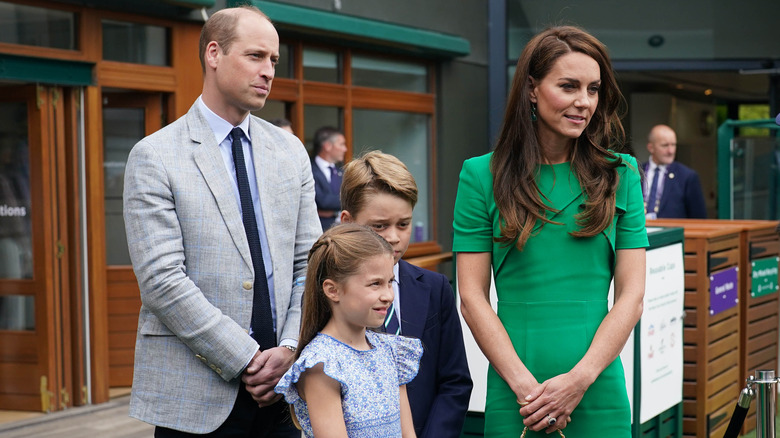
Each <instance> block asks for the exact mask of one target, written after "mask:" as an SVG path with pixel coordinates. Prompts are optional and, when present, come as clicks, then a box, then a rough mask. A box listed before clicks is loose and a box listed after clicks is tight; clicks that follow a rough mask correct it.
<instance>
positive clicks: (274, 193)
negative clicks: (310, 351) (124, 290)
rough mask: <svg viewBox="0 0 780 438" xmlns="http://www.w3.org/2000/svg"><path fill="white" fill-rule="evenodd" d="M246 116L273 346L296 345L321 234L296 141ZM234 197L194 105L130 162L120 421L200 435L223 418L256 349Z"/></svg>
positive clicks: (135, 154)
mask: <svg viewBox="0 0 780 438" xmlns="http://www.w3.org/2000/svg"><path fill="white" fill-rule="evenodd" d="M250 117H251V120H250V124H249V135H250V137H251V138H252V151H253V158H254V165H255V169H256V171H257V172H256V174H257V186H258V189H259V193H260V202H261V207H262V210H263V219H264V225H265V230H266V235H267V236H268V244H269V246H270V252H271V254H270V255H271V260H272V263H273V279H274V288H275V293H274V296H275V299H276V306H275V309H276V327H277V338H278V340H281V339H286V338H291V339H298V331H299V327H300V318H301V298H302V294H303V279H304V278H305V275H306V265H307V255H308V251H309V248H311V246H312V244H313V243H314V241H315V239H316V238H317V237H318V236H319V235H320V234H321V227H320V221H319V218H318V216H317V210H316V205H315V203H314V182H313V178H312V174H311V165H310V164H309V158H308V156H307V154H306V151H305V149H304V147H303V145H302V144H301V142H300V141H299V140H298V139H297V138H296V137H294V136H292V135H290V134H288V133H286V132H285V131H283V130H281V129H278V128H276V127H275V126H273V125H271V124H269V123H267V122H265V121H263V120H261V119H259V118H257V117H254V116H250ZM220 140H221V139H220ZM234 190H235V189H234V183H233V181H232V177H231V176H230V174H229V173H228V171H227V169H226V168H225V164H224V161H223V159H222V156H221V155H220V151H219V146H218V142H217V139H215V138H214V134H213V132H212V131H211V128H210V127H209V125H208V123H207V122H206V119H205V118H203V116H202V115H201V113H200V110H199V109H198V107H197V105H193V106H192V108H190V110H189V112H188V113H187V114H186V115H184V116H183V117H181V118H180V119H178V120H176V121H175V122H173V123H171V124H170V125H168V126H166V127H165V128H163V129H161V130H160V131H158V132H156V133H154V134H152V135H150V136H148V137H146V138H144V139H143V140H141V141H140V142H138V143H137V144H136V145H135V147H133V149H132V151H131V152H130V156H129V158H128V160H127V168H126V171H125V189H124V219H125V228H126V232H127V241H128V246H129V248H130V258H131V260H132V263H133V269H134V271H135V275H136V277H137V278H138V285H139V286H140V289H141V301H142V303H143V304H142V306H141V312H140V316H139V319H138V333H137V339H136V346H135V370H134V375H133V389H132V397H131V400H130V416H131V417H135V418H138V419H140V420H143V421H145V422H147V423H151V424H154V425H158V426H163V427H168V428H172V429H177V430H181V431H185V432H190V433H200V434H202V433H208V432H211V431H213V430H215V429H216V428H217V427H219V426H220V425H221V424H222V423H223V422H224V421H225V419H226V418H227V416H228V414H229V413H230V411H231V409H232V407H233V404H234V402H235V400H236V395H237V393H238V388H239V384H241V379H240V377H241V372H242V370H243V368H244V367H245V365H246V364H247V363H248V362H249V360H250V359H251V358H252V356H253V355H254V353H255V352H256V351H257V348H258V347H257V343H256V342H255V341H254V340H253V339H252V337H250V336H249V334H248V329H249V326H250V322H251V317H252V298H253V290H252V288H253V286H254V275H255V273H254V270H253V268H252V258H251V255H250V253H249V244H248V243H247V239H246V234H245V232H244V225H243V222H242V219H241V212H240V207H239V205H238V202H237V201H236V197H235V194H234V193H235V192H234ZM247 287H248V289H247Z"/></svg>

○ ○ ○ ○ ○ ○ ○

— Required action —
Reproduce the records word for word, starting at the beginning and ending with the line that contains "positive clicks: (135, 154)", and omit the picture.

— Answer —
Each <instance> block asks for the exact mask of one target, written after "mask:" as an SVG path with pixel coordinates. Prompts are optional and, when present, come as clicks, then a box, then a rough mask. A box listed before clicks is loose and a box listed after clicks is tight; clicks that follow a rough mask correct it.
<instance>
positive clicks: (274, 193)
negative clicks: (310, 351) (124, 290)
rough mask: <svg viewBox="0 0 780 438" xmlns="http://www.w3.org/2000/svg"><path fill="white" fill-rule="evenodd" d="M246 116L273 346L296 345L321 234L296 141ZM234 197L194 105L130 162L120 421L200 435L223 418L256 349Z"/></svg>
positive clicks: (135, 154)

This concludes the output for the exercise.